Assignment >> Copy each record below faithfully, leaving out images.
--- Records Enclosed Below ---
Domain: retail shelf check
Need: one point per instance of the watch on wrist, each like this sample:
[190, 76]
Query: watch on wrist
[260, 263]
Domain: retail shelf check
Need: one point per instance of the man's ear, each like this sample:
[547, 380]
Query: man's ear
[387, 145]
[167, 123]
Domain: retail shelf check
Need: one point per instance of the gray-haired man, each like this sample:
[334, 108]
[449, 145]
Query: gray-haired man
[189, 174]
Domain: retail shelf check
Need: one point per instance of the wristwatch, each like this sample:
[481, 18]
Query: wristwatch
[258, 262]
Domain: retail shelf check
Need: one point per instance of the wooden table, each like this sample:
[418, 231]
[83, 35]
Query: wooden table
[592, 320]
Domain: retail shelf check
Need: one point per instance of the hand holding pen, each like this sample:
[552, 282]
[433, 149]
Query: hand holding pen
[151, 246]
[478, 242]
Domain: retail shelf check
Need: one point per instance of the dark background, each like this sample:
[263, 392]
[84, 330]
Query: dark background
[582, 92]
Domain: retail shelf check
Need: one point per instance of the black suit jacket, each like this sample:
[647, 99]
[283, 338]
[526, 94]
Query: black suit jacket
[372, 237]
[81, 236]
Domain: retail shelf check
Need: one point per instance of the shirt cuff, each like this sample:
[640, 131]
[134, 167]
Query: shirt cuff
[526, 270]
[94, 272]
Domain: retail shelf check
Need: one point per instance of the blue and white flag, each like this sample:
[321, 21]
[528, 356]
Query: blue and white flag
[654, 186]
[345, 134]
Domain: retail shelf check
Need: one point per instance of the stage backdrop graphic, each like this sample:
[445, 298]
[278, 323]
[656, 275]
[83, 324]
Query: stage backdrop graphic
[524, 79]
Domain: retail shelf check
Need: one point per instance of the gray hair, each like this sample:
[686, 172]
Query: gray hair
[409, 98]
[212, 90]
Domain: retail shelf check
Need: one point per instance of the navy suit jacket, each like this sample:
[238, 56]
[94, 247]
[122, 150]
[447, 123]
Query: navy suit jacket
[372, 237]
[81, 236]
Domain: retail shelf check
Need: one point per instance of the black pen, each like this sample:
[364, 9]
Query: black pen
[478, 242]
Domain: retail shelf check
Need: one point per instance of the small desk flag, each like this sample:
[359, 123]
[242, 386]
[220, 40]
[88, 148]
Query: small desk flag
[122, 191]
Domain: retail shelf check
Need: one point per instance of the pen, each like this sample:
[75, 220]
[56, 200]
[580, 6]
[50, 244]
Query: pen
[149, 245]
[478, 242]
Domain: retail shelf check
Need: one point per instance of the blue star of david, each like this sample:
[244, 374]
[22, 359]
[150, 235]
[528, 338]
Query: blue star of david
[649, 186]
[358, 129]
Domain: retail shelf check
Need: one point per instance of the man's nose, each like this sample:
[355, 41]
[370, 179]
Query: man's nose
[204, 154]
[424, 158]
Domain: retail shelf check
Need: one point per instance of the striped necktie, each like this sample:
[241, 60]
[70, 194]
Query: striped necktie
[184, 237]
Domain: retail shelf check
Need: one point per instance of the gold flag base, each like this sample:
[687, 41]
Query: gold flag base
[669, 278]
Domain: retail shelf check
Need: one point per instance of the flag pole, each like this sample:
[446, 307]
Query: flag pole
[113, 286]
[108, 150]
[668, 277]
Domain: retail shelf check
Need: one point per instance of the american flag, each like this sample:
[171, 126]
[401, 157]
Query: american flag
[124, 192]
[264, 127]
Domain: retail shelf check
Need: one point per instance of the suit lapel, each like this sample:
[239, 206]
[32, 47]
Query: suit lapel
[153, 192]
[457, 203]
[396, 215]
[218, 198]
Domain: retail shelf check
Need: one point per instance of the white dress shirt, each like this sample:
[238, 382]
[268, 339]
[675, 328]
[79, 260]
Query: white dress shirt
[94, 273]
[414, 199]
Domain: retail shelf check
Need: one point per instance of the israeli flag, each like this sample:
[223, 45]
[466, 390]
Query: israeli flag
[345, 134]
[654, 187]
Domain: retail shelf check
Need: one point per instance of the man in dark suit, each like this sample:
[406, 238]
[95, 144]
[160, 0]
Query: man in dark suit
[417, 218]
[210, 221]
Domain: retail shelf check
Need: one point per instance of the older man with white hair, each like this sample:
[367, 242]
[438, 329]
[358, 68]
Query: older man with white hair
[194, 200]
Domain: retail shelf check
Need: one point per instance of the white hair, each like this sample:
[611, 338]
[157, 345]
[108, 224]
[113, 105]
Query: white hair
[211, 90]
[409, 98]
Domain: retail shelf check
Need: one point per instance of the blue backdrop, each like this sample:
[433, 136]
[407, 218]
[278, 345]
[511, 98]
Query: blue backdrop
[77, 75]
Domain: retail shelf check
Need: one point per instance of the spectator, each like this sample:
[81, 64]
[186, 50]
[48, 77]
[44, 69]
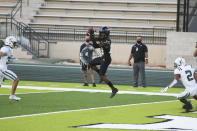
--- End of Enclosed Records ---
Task response >>
Domain: retail shelf check
Need: one point per instance of the watch on wrist, each like this sample:
[190, 76]
Query: watch on wrist
[260, 263]
Domain: retail shelf check
Need: one point per instance of the man's ear, each like this sample:
[547, 380]
Query: man's ear
[387, 145]
[167, 123]
Domain: retail shelf check
Need: one point per instance of the gray-haired man, each like this sample:
[334, 108]
[449, 145]
Query: gray-haired man
[189, 174]
Domain: retail shelf check
Need: one point per instance of the wristwatch, each like this sample:
[481, 18]
Query: wristwatch
[258, 262]
Domain: retail shelf check
Need: one point per instance of the wooden table, each like this sample:
[418, 231]
[83, 35]
Query: wooden table
[592, 320]
Domain: retail shelf check
Need: one point per instance of the hand holding pen, each like this sample:
[552, 282]
[433, 149]
Query: hand holding pen
[151, 246]
[478, 242]
Domain: retail shelf check
Need: one point per instance of the dark background, each like this sample:
[263, 392]
[84, 330]
Query: dark background
[582, 92]
Domain: retail shelf check
Need: one point per instance of the black suit jacket, each like this sample:
[647, 99]
[283, 338]
[526, 94]
Query: black suit jacket
[372, 237]
[81, 236]
Domain: retail shelf check
Need: one point per instance of the shirt cuff, each like this sample:
[640, 131]
[134, 167]
Query: shirt cuff
[526, 270]
[94, 272]
Domain: retail shelf check
Need: one point per instance of the blue and white flag, each like this sample:
[321, 21]
[528, 356]
Query: blue and white flag
[654, 186]
[345, 134]
Domain: retail shelf check
Need: one point per instance of the stage backdrop graphic, each like this sample:
[445, 298]
[278, 323]
[656, 275]
[83, 324]
Query: stage backdrop graphic
[524, 79]
Domain: retail shelf check
Need: one point per instance of the gray hair, each like this sample:
[686, 172]
Query: gray hair
[409, 98]
[212, 90]
Domain: retail shelf check
Need: one point per instance of the navy suit jacket, each like this sample:
[238, 56]
[94, 247]
[122, 150]
[447, 123]
Query: navy suit jacket
[372, 237]
[81, 236]
Domain: retail shelf check
Need: one point per instance of the black pen, each like this sample:
[364, 9]
Query: black pen
[478, 242]
Domain: retail shelf check
Need: one point per instance of the small desk flag, each like this sample:
[359, 123]
[242, 386]
[220, 40]
[88, 148]
Query: small desk flag
[122, 191]
Domain: retail shelf check
Need: one point per instance of the pen, each like this sample:
[75, 220]
[56, 200]
[580, 6]
[50, 244]
Query: pen
[149, 245]
[478, 242]
Domain: retail shelf check
Need: one point per instance of the blue star of david, each like this sample:
[244, 374]
[22, 359]
[150, 235]
[528, 338]
Query: blue star of david
[649, 186]
[358, 129]
Domain: retail shelf check
Need: one point per instance of the man's nose, each like this sample:
[355, 41]
[370, 179]
Query: man's nose
[204, 154]
[424, 158]
Domain: retail shelf check
Need: one point per instance of the striped necktie, each like this sample:
[241, 60]
[70, 194]
Query: striped necktie
[184, 237]
Domain: retail shelf check
Need: one point per instance of the gold flag base, each like this sample:
[687, 41]
Query: gold flag base
[669, 278]
Domain: retail shelf check
Need: one point per instance of the flag pole, each like this sample:
[446, 307]
Query: flag pole
[113, 286]
[108, 150]
[668, 277]
Domain: retail shelf check
Need: one point per instance of the american flag, each like this sample:
[171, 126]
[401, 157]
Query: american flag
[124, 192]
[264, 127]
Domain: retail shelf check
Need: one point per instance of the suit lapel, each like this sample:
[239, 206]
[32, 47]
Query: suit lapel
[153, 192]
[457, 203]
[396, 215]
[218, 198]
Domain: retail shelf check
Need: one point per instance of the white dress shirt, each like this sample:
[238, 382]
[268, 339]
[675, 328]
[79, 260]
Query: white dress shirt
[94, 273]
[414, 199]
Domain: retail shelf check
Need: one point per instance of the israeli flag, each like this sample:
[223, 45]
[466, 390]
Query: israeli flag
[345, 134]
[654, 187]
Domain: retail shelf check
Need: one point per instance of the man in dark suit, each like this sample:
[406, 238]
[95, 144]
[160, 0]
Query: man in dark suit
[417, 218]
[210, 221]
Domain: retail shelf check
Need: one point per instance of the older man with white hair, each like this sample:
[367, 242]
[438, 329]
[358, 68]
Query: older man with white hair
[194, 200]
Domain: retail shelf check
Need: one point per instance of the white hair, each like this sample:
[611, 338]
[157, 345]
[108, 224]
[113, 105]
Query: white hair
[211, 90]
[409, 98]
Domain: retail shelf check
Need: one point per instance of the blue backdrop, each like this sample:
[433, 136]
[407, 218]
[278, 345]
[511, 98]
Query: blue backdrop
[77, 75]
Domain: retail shelf check
Need: one point per instance of the spectator, each like this sample:
[81, 64]
[186, 50]
[48, 77]
[44, 69]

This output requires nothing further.